### Exercise requirements
From the records below, copy each line in which the string "pixels" occurs.

Entries supplied section start

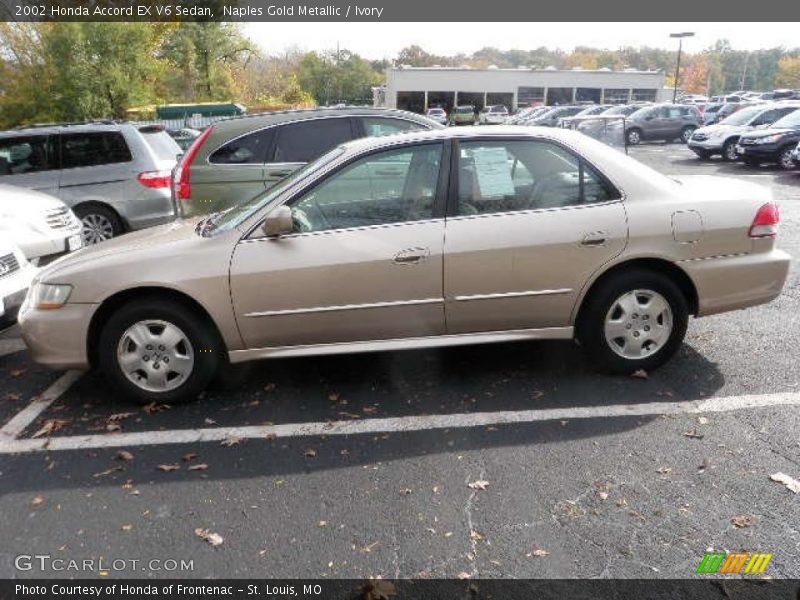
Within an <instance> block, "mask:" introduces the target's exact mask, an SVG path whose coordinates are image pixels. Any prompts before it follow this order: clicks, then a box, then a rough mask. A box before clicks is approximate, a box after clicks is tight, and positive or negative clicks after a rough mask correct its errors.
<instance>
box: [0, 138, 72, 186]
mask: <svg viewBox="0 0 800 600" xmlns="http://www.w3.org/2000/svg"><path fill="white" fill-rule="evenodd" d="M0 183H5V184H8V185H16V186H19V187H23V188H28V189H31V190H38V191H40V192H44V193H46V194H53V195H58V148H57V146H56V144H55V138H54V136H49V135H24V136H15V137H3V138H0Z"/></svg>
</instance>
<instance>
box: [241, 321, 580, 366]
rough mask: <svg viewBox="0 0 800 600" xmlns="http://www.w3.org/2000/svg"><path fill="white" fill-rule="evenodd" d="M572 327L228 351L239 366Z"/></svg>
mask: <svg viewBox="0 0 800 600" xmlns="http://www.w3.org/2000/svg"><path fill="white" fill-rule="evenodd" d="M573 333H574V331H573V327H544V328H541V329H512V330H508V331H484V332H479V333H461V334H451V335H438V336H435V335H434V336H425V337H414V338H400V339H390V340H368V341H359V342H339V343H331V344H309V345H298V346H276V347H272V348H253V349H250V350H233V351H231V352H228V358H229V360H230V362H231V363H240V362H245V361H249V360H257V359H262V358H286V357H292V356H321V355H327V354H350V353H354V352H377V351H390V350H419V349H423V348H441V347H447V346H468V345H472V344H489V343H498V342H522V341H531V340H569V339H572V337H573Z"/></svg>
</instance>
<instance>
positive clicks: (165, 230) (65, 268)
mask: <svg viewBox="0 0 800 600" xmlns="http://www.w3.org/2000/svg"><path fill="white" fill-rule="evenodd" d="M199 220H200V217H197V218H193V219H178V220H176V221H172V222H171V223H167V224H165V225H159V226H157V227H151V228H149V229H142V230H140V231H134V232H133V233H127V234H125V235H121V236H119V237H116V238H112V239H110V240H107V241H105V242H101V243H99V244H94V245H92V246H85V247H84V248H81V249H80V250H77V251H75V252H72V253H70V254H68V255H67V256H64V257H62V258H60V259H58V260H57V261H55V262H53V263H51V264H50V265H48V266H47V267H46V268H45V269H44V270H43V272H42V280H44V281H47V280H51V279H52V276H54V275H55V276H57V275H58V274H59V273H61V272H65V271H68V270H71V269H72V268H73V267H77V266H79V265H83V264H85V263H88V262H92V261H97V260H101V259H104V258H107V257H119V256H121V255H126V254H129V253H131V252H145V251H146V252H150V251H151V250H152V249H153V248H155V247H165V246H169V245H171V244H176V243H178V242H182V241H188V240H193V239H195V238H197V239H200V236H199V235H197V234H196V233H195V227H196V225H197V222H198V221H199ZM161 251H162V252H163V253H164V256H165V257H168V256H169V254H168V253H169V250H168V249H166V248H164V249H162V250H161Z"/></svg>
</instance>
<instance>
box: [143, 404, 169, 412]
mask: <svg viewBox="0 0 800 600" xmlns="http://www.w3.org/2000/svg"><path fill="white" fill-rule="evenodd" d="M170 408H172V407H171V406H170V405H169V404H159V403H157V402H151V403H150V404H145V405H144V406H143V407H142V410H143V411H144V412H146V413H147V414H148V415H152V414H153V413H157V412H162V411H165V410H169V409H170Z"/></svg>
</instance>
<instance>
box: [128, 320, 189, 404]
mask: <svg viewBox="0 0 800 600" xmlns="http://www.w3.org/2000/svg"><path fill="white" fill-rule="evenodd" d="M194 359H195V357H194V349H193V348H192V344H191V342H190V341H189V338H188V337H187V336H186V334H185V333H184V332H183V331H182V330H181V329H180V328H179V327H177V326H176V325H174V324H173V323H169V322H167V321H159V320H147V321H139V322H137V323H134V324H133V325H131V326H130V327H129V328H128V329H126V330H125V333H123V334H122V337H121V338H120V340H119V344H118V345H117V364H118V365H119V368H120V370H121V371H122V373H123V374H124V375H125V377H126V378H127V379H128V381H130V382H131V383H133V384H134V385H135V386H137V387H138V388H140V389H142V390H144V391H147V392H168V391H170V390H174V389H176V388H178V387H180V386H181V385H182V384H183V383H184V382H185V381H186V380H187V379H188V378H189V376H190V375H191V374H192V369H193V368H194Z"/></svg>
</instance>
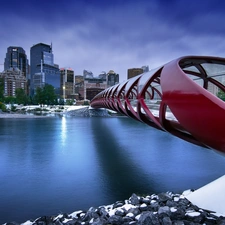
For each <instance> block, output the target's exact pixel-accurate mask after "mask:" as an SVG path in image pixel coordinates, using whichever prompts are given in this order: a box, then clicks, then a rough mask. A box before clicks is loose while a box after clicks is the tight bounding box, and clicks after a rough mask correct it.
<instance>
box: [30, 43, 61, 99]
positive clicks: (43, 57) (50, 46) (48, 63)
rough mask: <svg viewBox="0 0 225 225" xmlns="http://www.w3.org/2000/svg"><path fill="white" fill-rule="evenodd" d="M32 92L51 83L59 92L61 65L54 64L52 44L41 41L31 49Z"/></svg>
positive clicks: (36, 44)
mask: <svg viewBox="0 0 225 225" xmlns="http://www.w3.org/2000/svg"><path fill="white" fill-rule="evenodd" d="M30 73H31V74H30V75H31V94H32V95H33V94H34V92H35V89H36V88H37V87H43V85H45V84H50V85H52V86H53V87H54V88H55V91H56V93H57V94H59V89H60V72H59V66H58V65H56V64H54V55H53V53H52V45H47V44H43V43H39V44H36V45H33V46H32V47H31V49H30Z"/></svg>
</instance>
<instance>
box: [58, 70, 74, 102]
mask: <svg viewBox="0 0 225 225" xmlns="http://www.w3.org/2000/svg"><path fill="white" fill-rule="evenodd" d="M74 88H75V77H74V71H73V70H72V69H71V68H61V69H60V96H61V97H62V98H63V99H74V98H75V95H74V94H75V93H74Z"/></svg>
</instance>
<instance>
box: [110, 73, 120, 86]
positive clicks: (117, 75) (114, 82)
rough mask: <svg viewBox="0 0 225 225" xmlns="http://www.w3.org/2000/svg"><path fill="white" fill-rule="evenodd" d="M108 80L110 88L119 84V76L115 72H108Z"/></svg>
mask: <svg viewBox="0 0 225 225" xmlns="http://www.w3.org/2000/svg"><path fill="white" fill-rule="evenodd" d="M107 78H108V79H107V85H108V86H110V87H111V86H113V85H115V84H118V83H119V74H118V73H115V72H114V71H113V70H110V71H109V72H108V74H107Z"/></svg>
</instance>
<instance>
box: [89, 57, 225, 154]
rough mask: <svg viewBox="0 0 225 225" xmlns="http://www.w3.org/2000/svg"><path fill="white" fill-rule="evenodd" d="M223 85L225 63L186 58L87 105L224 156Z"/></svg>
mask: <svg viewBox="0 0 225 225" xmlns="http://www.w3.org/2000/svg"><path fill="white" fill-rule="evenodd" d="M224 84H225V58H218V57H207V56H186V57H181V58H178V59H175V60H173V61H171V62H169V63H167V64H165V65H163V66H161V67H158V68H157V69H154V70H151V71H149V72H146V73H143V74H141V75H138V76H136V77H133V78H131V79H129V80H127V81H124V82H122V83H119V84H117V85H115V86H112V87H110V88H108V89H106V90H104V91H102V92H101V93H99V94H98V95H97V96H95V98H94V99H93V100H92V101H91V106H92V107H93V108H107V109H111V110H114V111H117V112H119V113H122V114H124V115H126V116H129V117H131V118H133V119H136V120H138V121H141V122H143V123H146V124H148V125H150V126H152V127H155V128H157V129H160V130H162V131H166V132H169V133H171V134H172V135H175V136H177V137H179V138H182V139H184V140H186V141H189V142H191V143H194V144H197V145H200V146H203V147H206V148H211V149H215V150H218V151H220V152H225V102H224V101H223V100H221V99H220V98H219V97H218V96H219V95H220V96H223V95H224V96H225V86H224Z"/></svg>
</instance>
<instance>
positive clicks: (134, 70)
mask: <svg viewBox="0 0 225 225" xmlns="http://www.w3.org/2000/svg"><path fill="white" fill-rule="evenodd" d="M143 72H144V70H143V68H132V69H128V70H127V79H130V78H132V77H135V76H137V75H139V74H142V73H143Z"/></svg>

Entries supplied section end
Entries supplied section start

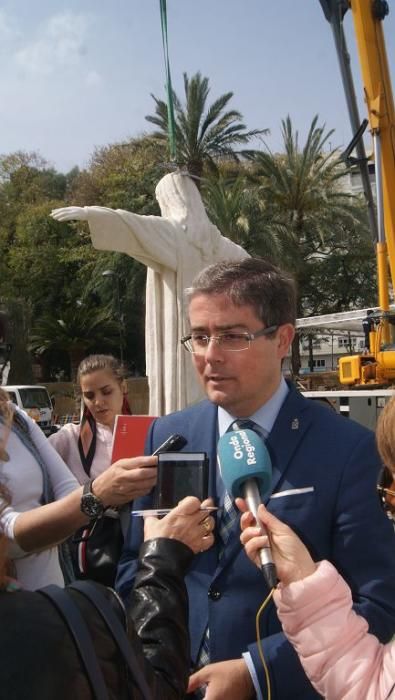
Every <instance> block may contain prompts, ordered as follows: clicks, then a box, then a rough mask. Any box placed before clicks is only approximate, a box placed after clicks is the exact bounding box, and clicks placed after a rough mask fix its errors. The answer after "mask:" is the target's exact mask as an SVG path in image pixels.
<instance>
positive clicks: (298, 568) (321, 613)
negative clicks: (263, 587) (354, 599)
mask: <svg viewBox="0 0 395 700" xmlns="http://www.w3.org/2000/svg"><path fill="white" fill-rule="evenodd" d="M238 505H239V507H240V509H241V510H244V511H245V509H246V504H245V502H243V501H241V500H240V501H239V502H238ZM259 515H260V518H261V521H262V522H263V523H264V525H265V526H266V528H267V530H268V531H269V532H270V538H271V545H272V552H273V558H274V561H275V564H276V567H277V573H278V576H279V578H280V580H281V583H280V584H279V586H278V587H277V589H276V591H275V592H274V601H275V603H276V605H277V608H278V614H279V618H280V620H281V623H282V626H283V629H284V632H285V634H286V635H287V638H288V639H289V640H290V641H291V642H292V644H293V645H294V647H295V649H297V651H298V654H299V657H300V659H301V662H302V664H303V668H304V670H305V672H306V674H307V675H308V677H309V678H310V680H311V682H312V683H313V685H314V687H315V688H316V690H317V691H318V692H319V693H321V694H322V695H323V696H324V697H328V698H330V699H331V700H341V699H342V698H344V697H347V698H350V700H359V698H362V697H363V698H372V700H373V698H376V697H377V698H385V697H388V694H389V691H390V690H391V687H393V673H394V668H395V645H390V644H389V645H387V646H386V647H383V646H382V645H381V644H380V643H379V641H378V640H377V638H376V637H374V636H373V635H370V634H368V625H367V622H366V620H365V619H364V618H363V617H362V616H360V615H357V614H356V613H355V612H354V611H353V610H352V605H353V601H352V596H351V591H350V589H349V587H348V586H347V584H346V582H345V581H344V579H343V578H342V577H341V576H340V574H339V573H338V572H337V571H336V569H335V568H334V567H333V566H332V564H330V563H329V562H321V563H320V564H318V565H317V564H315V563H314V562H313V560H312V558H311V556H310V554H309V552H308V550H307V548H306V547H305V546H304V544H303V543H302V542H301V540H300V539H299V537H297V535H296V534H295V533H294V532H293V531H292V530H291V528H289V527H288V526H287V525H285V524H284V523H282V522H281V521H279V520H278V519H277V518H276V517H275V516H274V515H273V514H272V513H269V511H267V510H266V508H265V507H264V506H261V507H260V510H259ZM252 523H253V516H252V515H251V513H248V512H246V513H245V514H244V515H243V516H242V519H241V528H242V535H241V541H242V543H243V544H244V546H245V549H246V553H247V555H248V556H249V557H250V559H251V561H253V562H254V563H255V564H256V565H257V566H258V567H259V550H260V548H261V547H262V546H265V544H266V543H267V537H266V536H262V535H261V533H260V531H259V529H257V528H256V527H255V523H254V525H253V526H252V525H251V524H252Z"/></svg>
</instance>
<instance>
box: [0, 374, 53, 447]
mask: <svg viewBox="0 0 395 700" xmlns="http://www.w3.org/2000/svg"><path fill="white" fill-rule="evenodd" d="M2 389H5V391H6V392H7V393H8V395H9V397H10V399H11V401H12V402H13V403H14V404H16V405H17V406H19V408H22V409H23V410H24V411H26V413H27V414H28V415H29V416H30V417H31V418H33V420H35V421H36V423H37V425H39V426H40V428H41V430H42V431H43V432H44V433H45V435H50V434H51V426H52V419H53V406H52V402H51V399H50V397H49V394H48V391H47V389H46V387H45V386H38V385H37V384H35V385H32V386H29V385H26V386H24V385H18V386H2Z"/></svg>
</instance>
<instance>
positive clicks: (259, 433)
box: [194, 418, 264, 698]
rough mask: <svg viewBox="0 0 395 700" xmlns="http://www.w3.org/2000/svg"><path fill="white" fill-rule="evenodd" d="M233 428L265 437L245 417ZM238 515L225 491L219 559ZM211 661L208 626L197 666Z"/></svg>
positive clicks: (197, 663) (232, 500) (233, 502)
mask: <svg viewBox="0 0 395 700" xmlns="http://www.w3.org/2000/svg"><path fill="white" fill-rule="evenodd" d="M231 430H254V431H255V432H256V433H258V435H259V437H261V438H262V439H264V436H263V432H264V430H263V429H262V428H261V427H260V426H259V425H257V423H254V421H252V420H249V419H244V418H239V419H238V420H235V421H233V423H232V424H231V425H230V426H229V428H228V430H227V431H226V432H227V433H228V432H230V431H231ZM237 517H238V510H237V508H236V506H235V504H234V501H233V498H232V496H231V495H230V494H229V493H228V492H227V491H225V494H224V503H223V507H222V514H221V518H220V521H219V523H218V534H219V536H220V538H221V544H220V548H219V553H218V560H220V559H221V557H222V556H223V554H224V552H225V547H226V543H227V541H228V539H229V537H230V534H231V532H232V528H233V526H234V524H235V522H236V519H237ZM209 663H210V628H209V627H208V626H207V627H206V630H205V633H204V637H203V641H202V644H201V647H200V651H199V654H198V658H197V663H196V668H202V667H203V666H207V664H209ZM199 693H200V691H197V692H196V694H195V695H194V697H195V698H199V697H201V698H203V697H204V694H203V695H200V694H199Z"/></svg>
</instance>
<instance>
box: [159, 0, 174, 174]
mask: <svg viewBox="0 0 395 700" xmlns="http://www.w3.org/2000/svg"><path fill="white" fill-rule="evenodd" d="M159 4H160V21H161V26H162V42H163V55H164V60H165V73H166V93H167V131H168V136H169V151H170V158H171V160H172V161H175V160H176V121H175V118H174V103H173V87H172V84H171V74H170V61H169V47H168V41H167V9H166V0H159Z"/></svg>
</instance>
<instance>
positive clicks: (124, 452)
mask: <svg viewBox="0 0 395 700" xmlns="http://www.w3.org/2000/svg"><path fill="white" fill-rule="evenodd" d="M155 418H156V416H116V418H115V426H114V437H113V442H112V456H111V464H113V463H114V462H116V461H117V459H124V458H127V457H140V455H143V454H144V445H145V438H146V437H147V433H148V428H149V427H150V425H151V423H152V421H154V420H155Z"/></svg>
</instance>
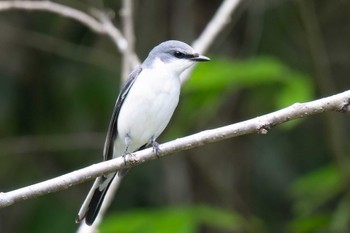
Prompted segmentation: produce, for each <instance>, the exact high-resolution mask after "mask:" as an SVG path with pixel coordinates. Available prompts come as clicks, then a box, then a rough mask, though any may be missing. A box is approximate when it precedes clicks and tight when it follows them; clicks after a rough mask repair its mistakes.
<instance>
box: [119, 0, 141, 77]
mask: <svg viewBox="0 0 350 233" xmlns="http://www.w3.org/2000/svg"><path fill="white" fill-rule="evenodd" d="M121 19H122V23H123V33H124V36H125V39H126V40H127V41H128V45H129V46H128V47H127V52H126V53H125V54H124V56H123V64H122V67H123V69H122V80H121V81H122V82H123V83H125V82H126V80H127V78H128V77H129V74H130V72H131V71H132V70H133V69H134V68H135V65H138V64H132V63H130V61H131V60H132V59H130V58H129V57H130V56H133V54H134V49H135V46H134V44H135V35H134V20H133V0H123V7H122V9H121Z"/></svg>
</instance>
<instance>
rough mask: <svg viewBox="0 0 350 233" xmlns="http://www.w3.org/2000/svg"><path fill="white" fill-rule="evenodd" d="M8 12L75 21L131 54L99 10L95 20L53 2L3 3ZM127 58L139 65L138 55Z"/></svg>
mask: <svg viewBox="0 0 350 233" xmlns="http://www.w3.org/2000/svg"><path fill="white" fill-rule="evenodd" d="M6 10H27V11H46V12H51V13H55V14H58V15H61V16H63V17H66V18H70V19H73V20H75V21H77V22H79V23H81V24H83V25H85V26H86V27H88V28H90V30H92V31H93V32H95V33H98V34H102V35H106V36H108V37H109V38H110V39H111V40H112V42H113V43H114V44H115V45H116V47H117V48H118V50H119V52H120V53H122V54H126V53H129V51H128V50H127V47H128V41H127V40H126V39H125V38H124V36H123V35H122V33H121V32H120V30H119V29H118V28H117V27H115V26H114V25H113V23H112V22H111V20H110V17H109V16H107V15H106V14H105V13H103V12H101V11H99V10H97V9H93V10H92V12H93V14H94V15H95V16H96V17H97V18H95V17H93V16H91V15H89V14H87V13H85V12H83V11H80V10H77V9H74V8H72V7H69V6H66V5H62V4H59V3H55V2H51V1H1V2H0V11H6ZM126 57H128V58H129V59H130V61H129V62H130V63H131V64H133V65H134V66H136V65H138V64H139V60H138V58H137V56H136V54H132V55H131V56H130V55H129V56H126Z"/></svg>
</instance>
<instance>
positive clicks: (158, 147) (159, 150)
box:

Entries supplied section end

### Response
Within an <instance> block, "mask:" introduces the target's exact mask, an SVG path whose coordinates are image pixels. Any prompts before it follow this order: clicks, then a box, then a rough mask. A box before clicks is approximate, a box after clicks is tight, and positive or negative clicks after a rough mask correct its errors.
Every <instance> block may contain prompts, ordered as follows: clicks, then a box, then a rough mask. Any box placed before clicks is only approximate, a box placed after clicks is the exact bounding box, and clicks placed after a rough mask fix its errors. The answer after "mask:" is the target's exact mask as an SVG path in image pixels.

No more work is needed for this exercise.